Copy out the records in full, word for word, without pictures.
::: DATASET RECORDS
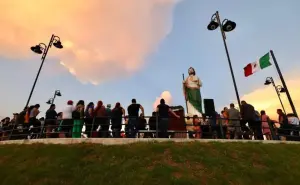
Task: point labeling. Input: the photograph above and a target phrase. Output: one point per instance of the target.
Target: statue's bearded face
(191, 71)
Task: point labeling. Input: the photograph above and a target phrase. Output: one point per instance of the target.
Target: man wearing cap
(67, 123)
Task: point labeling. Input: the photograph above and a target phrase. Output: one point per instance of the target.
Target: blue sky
(261, 26)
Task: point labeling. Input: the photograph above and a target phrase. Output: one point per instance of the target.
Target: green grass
(150, 163)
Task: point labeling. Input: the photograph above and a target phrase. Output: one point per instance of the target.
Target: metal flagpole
(187, 109)
(284, 84)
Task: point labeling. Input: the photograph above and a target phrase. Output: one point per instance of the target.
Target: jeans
(132, 124)
(163, 128)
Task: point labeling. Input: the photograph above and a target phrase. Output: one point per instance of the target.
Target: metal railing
(105, 127)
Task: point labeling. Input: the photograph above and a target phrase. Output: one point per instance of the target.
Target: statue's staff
(184, 91)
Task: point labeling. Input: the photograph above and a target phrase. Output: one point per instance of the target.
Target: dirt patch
(258, 165)
(177, 175)
(92, 158)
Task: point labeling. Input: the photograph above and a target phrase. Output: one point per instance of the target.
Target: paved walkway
(120, 141)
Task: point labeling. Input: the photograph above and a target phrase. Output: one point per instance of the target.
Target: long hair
(193, 73)
(118, 105)
(80, 102)
(99, 105)
(90, 105)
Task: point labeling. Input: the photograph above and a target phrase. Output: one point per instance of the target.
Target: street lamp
(225, 26)
(43, 49)
(279, 89)
(51, 100)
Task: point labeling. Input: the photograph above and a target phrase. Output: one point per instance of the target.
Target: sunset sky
(118, 50)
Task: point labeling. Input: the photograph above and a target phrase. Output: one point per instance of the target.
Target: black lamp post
(278, 88)
(43, 49)
(51, 100)
(225, 26)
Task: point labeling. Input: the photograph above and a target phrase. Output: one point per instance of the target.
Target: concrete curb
(121, 141)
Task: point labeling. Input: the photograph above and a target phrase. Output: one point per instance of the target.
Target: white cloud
(103, 39)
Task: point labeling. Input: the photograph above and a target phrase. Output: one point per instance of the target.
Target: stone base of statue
(177, 126)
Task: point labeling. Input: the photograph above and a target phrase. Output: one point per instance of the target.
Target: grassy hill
(150, 163)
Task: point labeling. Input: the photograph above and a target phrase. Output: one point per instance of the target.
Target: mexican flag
(262, 63)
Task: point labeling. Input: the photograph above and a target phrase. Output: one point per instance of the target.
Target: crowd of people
(102, 121)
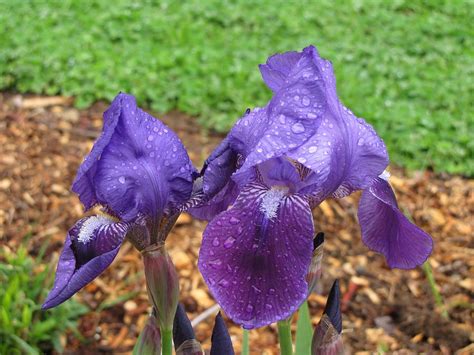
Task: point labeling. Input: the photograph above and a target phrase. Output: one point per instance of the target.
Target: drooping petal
(91, 246)
(255, 256)
(278, 68)
(182, 328)
(386, 230)
(137, 166)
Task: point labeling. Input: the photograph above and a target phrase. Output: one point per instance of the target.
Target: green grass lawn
(405, 66)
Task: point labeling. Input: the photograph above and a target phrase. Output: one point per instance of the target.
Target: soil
(43, 141)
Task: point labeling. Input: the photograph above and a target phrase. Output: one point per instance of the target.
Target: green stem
(284, 333)
(434, 290)
(245, 342)
(166, 342)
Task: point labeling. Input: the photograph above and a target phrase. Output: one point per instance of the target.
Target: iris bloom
(276, 165)
(140, 173)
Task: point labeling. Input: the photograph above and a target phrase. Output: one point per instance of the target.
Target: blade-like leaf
(304, 331)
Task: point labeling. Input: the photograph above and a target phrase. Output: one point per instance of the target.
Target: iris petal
(386, 230)
(90, 247)
(137, 166)
(255, 265)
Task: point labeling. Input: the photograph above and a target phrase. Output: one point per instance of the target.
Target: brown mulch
(42, 142)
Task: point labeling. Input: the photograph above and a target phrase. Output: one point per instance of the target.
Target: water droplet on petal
(229, 242)
(297, 128)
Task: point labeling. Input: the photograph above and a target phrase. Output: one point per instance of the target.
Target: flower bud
(327, 339)
(315, 270)
(149, 341)
(162, 284)
(183, 335)
(220, 339)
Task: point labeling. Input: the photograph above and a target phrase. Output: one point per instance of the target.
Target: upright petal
(137, 166)
(386, 230)
(255, 256)
(91, 246)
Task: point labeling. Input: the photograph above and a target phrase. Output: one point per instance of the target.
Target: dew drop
(224, 283)
(297, 128)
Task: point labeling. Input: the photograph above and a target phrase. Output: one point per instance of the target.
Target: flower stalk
(163, 290)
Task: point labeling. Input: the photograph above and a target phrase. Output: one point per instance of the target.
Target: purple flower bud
(327, 339)
(221, 343)
(162, 283)
(183, 334)
(149, 341)
(182, 328)
(314, 273)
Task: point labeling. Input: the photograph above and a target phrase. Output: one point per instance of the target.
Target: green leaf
(304, 331)
(245, 342)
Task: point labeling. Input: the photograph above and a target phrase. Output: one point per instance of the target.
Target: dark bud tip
(318, 240)
(220, 339)
(333, 307)
(182, 328)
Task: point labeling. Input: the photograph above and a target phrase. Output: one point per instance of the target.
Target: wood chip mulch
(43, 141)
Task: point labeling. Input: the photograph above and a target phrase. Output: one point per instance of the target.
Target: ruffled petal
(386, 230)
(255, 256)
(90, 247)
(139, 166)
(278, 68)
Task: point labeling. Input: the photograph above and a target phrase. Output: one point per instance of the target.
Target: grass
(405, 66)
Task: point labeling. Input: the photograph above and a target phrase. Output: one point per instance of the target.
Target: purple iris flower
(140, 173)
(276, 165)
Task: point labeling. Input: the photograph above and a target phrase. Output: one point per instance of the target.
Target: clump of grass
(24, 327)
(404, 66)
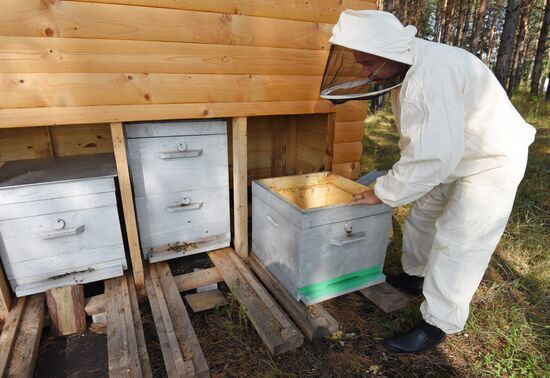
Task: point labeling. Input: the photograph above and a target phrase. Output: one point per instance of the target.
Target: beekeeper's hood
(373, 32)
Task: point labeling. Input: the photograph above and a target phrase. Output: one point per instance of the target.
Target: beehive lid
(314, 190)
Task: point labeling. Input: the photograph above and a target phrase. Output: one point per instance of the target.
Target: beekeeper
(463, 153)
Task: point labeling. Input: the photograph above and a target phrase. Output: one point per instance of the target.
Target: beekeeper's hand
(367, 197)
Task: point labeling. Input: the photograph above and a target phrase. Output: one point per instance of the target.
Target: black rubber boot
(409, 284)
(420, 338)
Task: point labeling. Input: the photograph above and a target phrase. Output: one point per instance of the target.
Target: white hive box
(316, 245)
(181, 186)
(59, 222)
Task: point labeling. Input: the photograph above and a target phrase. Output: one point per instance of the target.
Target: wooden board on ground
(278, 333)
(386, 297)
(9, 332)
(180, 347)
(314, 321)
(206, 300)
(24, 354)
(125, 339)
(66, 310)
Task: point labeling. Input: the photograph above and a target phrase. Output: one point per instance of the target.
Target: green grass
(508, 332)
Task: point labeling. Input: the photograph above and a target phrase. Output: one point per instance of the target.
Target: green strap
(341, 283)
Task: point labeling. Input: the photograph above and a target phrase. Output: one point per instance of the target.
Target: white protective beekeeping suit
::::::
> **TASK RESULT**:
Task: point labeling. Input: the photograph above and a target phrase. Output: one point per instance of the target.
Target: statue's bearded face
(191, 71)
Task: point labeling. Input: the photograph above and a target phrase. Output: one point per instance of the target.
Target: man wearing cap
(67, 123)
Task: point labeling. Input: the photograph above and a target phrase. Output: one point per instance of the target.
Target: blue sky
(261, 26)
Task: point labeling. Input: the photograph above and a target phrase. Output: one point per instance of the target.
Target: green grass
(150, 163)
Task: point labeling. Input: the photograph above and a target phrase. Output: one point per instance of the target.
Target: metal flagpole
(187, 109)
(284, 84)
Task: point labeling. Input: the photograph above and a target phrase. Output: one point per instance of the target.
Target: jeans
(132, 124)
(163, 128)
Task: point labeling. Input: the photograph above and a target phrase. Output: one point per instance of the target.
Target: metal railing
(105, 127)
Task: point labeling. Input: the photograph above and a target phrase. Output: one point per instance of the target.
Target: statue's staff
(184, 91)
Task: point labeling. Input: the photograph above and a target phrase. Output: one point per instance of the target.
Target: dirt patch
(258, 165)
(177, 175)
(92, 158)
Task: point labeling. Input: the photograph above and a target phrase. Output: one point per instance of the target.
Target: paved walkway
(120, 141)
Task: point labeling. Input: the photograph above and a target phrase. Output: one point per instance of the target.
Target: long hair
(193, 73)
(118, 105)
(80, 102)
(99, 105)
(90, 105)
Task: point labeling. Input: the photograph above and a target phrase. Output: one point per instance of the target.
Target: street lamp
(225, 26)
(43, 49)
(279, 89)
(51, 100)
Task: point labeling. Input: the photograph above and a target phrase. Output: one point per instance of the target.
Target: sunset sky
(118, 50)
Task: point labeling. Input: the photograph above and a target phrase. Output: one point per instance of the target.
Target: black lamp post
(278, 88)
(43, 49)
(51, 100)
(225, 26)
Task: point labeling. Input: the photograph above and a target phrase. Output: one point per instance of the target.
Target: concrete curb
(121, 141)
Task: point labeling. Input: the photograph above and a target phrase. Output: one point per instance of the target.
Target: white cloud
(103, 39)
Task: point labeling. Input: the photograph above and a target phrase. Output: one point per instance of the target.
Target: stone base of statue
(177, 126)
Task: point labeling. Input: the photograph above and a target phrase. Output: one point per instance of the target.
Target: grassy hill
(150, 163)
Task: point labeling. Input: the photograph above and a target phrase. Output: one point per instance of the target.
Target: mexican flag
(262, 63)
Task: point labeling. Input: the photograph above and a target phrase. Output: one point per instance of the target.
Target: crowd of people
(102, 121)
Task: point labeling. Input: the photograph above and a target phrase. Output: one point per instance of the target.
Target: drooping petal
(91, 246)
(255, 256)
(278, 68)
(182, 328)
(386, 230)
(137, 166)
Task: point labeling. Input: the photograph above and a target phrase. Output: one point per instance of the target.
Target: green grass lawn
(405, 66)
Task: point labeling. Input: the photograph above and a target phrase. Output: one point per instance of the target.
Target: soil
(43, 141)
Task: point labeling. Input: the photograph above and a target phrase. Output: one point per instance of the target.
Target: green stem
(284, 333)
(434, 290)
(245, 342)
(166, 342)
Task: point labeling. Input: the photograph above and a target phrase. Output: one point per instance of the target.
Target: iris bloom
(276, 165)
(140, 173)
Task: point labeling. Input: the photograph above and a target phrase. Output: one point per instance of the target.
Target: blade-like leaf
(304, 331)
Task: point labeling. Input: the photograph above and a target phrase. Output: one point per instance of the target.
Target: iris petal
(386, 230)
(90, 247)
(137, 166)
(255, 265)
Task: point labeling. Input: the photograph above and a target phrase. Output: one point per instance of the target.
Target: brown mulch
(42, 142)
Task: point labeling. Input: the photograph above and a target phrase. Output: one point per instance of the target.
Target: water droplet on petal
(229, 242)
(297, 128)
Task: point labeling. Input: the photograph above and a target phrase. Output: one point per instance of the target.
Target: flower bud
(327, 339)
(315, 270)
(149, 341)
(162, 284)
(183, 335)
(220, 339)
Task: point labeling. Input: the photograph above and a target phrase. Output: one point per instance of the target.
Target: upright petal
(137, 166)
(386, 230)
(255, 256)
(91, 246)
Task: point labeling. Input: the photograph above and a target phrase. Output: one point per instance of the target.
Target: dew drop
(224, 283)
(297, 128)
Task: point labeling. Input: the photograph above and a target phrase. Output: one point per instance of the target.
Target: flower stalk
(163, 290)
Task: point labeling. Input: the photograph above and a target phrase. Output: one point per instance of the target.
Target: purple flower bud
(327, 339)
(221, 343)
(162, 283)
(183, 334)
(149, 341)
(182, 328)
(314, 273)
Task: point labeling. Input: the photograph above and a target phrase. Output: one point per instance of the target.
Target: green leaf
(304, 331)
(245, 342)
Task: point labeling. Input: the photograph above and a target phrase. Output: one point per instance of the target.
Target: dark bud tip
(318, 240)
(220, 339)
(333, 307)
(182, 328)
Task: point labeling. Input: the photograph above and a target phrase. Output: one point per instance of the target.
Target: wood chip mulch
(43, 141)
Task: point labeling. Input: the photograph above and a target phrase. Output: one point per instance of the target.
Target: ruffled petal
(386, 230)
(255, 256)
(90, 247)
(139, 166)
(278, 68)
Task: point labeling. Input: the photograph above and a target phrase. Output: one point per instance of the target.
Target: grass
(405, 66)
Task: point labeling. Input: the photograph above and a target phrase. Output: one point per instance of the target.
Target: purple iris flower
(140, 173)
(276, 165)
Task: point labeling. Input: the photograph above and a target phrase. Output: one point per instance of the target.
Target: clump of grass
(24, 327)
(404, 66)
Task: point labeling. Input: the photograph above and a target phrase. Output: one point per instance of the target.
Target: beekeeper's hood
(373, 32)
Task: point labeling. Input: the photograph above and a target phrase. Output: one point per instance of the target.
Target: beehive lid
(314, 190)
Task: point labeling. Input: the photograph above and a target phrase. Output: one point per instance of the target.
Target: beekeeper
(463, 153)
Task: point labeling. Input: the photograph above and a target phrase. Output: one point per instance of the target.
Target: beekeeper's hand
(367, 197)
Task: point labeling. Input: the photograph above and a target phrase. Output: one point per instance of the target.
Target: black rubber boot
(409, 284)
(420, 338)
Task: point labeling. Input: the photograph above and a target phrase. Output: one point per instance of the target.
Target: white hive box
(316, 245)
(181, 186)
(59, 222)
Task: point labeling. Input: the photograph above and a target phrase. Output: one point per instance of the target.
Target: wooden board on ground
(278, 333)
(386, 297)
(9, 332)
(180, 347)
(314, 321)
(206, 300)
(24, 354)
(125, 339)
(66, 310)
Task: point labeling. Input: the photograph above and a target phrase. Output: one point per instance of the target.
Target: green grass
(508, 332)
Task: point labeling. Input: the photograph above and a target phrase. Output: one point per instance of the target.
Target: green strap
(341, 283)
Task: point labeling. Input: the photograph above and a target phrase. Output: one point per instance of the target.
Target: white protective beekeeping suit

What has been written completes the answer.